What you will do:
Where a line below includes the word "white", copy that line.

Data for this exercise:
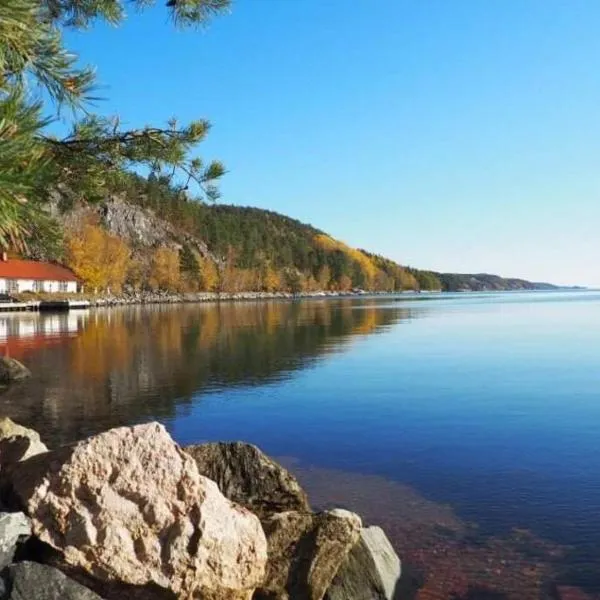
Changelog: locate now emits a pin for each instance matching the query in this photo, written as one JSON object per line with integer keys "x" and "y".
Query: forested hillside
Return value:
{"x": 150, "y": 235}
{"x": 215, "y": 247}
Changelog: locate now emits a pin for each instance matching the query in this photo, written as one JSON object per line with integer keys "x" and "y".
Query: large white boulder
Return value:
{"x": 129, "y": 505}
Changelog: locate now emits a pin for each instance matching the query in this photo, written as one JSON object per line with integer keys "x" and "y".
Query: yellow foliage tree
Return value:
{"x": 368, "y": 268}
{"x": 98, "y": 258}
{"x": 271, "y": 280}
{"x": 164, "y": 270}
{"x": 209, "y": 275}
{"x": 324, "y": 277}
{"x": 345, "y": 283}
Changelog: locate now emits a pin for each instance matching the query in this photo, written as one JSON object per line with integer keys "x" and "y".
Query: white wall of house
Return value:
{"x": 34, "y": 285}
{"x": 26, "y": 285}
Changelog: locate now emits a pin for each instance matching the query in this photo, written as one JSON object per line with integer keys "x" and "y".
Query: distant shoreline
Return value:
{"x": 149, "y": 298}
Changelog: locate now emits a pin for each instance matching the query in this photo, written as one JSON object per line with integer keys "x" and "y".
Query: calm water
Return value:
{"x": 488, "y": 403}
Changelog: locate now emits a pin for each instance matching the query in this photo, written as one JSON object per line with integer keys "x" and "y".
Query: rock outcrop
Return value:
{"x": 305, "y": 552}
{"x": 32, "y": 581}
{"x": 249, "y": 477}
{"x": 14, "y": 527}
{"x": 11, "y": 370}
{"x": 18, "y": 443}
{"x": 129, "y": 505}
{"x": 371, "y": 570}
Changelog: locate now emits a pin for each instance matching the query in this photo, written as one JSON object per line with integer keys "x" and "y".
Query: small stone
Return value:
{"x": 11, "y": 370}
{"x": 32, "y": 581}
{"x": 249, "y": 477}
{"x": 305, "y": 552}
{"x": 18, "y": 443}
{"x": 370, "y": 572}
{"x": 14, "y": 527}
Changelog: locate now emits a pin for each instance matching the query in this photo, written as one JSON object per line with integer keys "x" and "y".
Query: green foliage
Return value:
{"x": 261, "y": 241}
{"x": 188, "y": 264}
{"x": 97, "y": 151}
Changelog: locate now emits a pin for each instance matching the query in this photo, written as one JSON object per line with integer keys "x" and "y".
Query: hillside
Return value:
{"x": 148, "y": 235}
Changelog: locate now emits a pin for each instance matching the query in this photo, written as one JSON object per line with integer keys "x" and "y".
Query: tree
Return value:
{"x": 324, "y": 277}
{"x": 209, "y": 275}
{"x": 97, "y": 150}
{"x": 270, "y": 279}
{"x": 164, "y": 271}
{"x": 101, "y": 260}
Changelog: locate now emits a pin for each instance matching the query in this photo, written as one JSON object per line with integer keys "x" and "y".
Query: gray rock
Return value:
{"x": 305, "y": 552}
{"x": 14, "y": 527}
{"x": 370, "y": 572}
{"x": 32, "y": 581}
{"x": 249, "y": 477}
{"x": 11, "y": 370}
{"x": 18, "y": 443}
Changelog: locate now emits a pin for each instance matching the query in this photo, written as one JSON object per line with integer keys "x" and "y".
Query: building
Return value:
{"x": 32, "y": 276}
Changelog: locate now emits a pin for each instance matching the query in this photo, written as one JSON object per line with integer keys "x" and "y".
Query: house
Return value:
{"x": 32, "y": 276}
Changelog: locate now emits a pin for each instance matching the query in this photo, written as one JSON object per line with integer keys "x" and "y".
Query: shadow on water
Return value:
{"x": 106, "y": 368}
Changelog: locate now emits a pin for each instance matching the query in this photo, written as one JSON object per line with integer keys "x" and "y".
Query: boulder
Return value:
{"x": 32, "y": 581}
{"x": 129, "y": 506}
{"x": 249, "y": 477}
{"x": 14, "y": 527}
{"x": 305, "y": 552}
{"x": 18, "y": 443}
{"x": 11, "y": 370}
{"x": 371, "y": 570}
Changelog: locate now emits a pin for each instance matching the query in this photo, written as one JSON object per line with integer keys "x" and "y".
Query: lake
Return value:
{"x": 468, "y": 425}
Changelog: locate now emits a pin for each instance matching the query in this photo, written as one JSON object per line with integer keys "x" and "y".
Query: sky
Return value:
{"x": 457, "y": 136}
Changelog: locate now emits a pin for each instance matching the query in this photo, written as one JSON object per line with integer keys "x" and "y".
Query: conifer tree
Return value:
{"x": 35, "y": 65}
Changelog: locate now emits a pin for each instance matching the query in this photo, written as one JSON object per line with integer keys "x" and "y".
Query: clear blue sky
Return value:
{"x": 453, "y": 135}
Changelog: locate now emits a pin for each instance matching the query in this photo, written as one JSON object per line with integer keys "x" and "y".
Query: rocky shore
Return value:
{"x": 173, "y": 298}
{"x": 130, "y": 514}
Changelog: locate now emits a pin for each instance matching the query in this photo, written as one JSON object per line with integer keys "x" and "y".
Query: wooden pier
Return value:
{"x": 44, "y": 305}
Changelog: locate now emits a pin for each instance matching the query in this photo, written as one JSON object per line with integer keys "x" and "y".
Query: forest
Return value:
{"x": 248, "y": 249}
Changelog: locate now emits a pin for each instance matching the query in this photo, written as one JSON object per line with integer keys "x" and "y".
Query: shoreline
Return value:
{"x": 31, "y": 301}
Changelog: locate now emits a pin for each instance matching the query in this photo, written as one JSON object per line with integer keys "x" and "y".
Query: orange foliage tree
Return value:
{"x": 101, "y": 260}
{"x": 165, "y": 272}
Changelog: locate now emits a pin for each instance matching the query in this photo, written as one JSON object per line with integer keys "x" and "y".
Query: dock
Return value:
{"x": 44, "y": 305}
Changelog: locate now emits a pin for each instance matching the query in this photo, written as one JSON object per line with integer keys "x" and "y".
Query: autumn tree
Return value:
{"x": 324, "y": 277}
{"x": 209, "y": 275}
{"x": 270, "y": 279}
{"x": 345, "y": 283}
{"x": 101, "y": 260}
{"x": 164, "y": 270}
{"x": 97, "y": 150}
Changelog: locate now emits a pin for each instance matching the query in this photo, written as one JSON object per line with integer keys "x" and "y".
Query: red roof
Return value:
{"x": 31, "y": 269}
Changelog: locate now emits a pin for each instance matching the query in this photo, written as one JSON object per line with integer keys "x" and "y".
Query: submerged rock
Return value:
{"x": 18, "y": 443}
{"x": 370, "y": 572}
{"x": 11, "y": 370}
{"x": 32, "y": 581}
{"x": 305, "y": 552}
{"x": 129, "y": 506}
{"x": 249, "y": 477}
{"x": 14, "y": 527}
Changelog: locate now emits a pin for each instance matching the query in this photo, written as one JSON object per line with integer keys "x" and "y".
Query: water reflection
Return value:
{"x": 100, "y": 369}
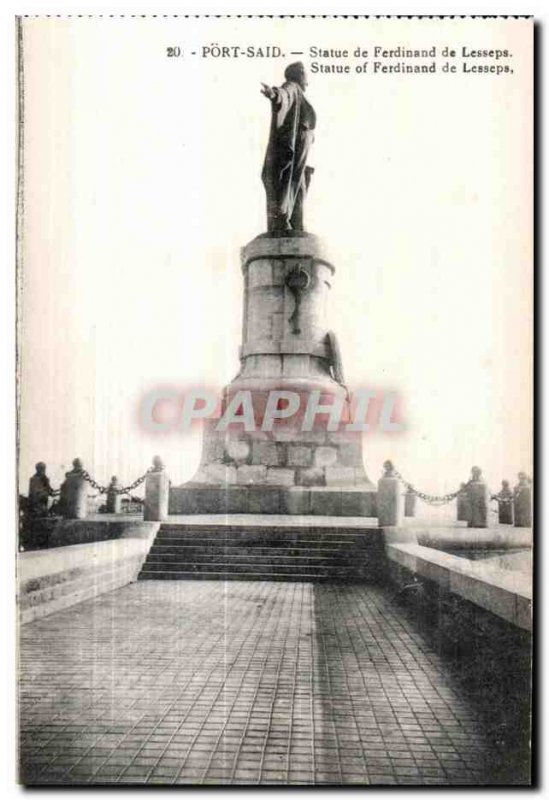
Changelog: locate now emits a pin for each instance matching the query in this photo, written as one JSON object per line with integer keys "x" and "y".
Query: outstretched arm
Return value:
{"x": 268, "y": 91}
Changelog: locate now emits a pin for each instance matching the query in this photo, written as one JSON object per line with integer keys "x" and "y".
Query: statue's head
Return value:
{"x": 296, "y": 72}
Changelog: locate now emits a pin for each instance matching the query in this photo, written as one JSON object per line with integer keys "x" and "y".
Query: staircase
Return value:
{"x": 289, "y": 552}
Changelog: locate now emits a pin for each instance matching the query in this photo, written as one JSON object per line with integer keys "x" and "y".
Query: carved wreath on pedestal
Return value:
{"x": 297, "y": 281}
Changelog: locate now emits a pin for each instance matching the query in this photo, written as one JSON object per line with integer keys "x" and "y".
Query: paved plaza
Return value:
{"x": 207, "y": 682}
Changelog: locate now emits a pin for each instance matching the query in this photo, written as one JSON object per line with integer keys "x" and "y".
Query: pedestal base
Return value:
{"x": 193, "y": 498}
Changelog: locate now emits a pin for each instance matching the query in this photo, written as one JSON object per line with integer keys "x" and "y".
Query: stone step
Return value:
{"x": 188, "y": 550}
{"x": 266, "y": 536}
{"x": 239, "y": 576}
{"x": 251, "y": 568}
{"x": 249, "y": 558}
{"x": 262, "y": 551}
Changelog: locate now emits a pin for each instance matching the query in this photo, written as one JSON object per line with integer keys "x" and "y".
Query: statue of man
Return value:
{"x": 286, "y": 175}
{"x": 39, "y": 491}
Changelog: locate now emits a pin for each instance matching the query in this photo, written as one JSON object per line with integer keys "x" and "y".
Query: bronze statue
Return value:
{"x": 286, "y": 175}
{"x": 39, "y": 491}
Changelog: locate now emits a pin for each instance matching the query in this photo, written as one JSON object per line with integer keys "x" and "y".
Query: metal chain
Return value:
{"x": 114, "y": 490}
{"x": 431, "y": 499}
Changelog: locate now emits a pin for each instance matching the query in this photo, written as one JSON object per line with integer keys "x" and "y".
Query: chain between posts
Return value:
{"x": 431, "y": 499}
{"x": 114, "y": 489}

Response:
Query: large white boulder
Query: white wall of house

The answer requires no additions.